Does this work well, and if it does, it it just gunna be fat since metabolism is very slow when sleeping? Or will it help strength gains?

Thanks


----------



## GFR (Oct 26, 2005)

Do you wake up in the middle of the night hungry???
Or are you going to set your alarm to wake up and eat??


----------



## Jodi (Oct 26, 2005)

Don't intentionally wake up to drink a shake.  8 hours consecutive sleep is more important for health, growth and muscle repair.

Now if you wake up hungry, then yeah go have a shake just don't intentionally get up to do so.


----------



## Hlanderr (Oct 26, 2005)

I usually wake up at least once to go to the bathroom.... and at that time I would throw one down.... so I guess its kinda part of both...

I'm usually not hungry at that time, but a shake goes down fairly easy....

you don't think I should do it? I would only be doing it for strength/weight gains...


----------



## Tha Don (Oct 26, 2005)

Recorded data
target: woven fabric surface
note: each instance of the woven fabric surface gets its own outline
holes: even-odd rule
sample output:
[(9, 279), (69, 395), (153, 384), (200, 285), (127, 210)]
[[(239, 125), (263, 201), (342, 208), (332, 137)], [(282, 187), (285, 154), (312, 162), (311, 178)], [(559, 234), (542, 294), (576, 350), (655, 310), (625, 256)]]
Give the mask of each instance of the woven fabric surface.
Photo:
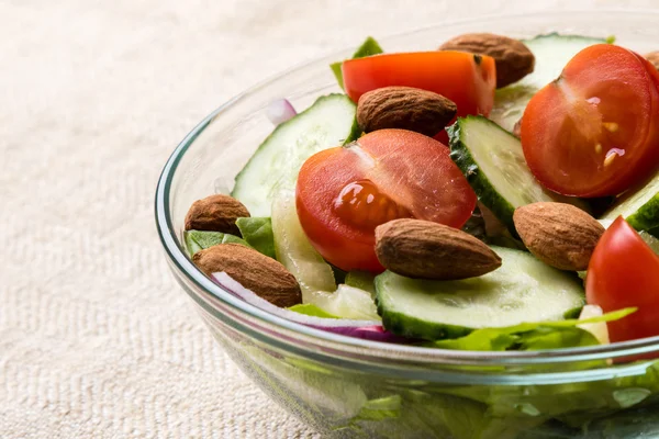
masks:
[(153, 199), (176, 144), (369, 34), (627, 3), (0, 0), (0, 437), (319, 437), (226, 358), (168, 271)]

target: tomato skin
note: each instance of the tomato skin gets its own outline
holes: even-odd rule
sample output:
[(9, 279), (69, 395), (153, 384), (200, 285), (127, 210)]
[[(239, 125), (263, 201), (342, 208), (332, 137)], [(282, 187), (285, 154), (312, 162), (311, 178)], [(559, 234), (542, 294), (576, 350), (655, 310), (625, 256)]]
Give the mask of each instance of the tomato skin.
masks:
[(494, 58), (465, 52), (383, 54), (343, 63), (344, 87), (355, 102), (367, 91), (405, 86), (434, 91), (456, 103), (458, 116), (489, 115), (494, 104)]
[[(366, 227), (337, 209), (344, 189), (358, 181), (372, 182), (381, 193), (379, 205), (389, 215), (367, 213), (377, 222)], [(405, 130), (379, 130), (353, 146), (313, 155), (300, 170), (295, 194), (305, 235), (323, 258), (346, 271), (383, 270), (375, 251), (378, 224), (417, 217), (461, 227), (476, 206), (476, 194), (448, 147)]]
[(622, 216), (606, 229), (593, 251), (585, 297), (604, 313), (638, 308), (607, 323), (611, 341), (659, 335), (659, 257)]
[(522, 147), (536, 179), (565, 195), (594, 198), (648, 178), (659, 164), (658, 85), (656, 69), (623, 47), (577, 54), (522, 117)]

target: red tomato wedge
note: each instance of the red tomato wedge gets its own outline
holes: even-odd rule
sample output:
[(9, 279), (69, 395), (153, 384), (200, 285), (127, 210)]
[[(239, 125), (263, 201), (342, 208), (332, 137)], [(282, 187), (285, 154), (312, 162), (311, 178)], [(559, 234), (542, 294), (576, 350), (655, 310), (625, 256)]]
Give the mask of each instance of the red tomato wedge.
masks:
[(577, 196), (617, 195), (659, 165), (659, 74), (626, 48), (577, 54), (538, 91), (522, 119), (522, 147), (536, 179)]
[(343, 270), (379, 272), (378, 225), (401, 217), (461, 227), (476, 194), (437, 140), (379, 130), (310, 157), (298, 177), (297, 207), (316, 250)]
[(595, 247), (585, 277), (585, 297), (605, 313), (638, 308), (607, 323), (611, 341), (659, 335), (659, 257), (622, 216)]
[(415, 87), (456, 103), (458, 116), (489, 115), (494, 104), (494, 58), (466, 52), (384, 54), (343, 64), (344, 87), (355, 102), (367, 91), (390, 86)]

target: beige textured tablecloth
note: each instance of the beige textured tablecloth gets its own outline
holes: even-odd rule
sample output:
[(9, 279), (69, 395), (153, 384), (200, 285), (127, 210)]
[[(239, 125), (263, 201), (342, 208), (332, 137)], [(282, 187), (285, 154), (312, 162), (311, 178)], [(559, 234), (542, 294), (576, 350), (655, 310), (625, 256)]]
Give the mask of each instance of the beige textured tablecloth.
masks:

▶ **Objective A**: Update the records from the line containing "target: tomato skin" down through the line containing "115), (494, 104)]". Replace "tomato skin" with "tomato peel", keep everything else the same, and give back only those lines.
▶ **Objective B**: Write what follows in the forum thread about drinking a shake in the middle of the night, picking up after its last line.

▶ **Final result A**:
target: tomato peel
note: each instance of the tomato peel gets its own outline
holes: even-odd rule
sample output:
[(9, 279), (69, 395), (153, 384), (200, 285), (127, 210)]
[[(239, 125), (263, 201), (342, 208), (332, 137)], [(282, 187), (285, 154), (312, 162), (311, 178)], [(559, 234), (542, 294), (576, 350), (655, 310), (625, 256)]]
Give the mask of each instance of the tomato peel.
masks:
[(494, 58), (465, 52), (383, 54), (343, 63), (344, 87), (355, 102), (367, 91), (405, 86), (434, 91), (456, 103), (458, 116), (489, 115), (494, 104)]

▶ **Final result B**:
i agree with what the others have said, i don't plan to wake up in the middle of the night and have a shake, and for the past couple of months i haven't, but i know on my last cycle i would always wake up everynight to go to the toilet, and i would be very hungry, i would have to down a shake with oats in and some nuts to fill the gap or else i just wouldn't be able to get back to sleep, i've got a feeling that over the next couple of weeks this habit is going to come back!


----------



## BigDyl (Oct 26, 2005)

Try this:

Consume 2 scoops of micellar casien, which will turn into a gel in your stomach and take forever to digest, 15 minutes later consume some cottage cheese and fish oils.  This will sit in your stomach all night, and you wont wake up hungry.


----------



## Tha Don (Oct 26, 2005)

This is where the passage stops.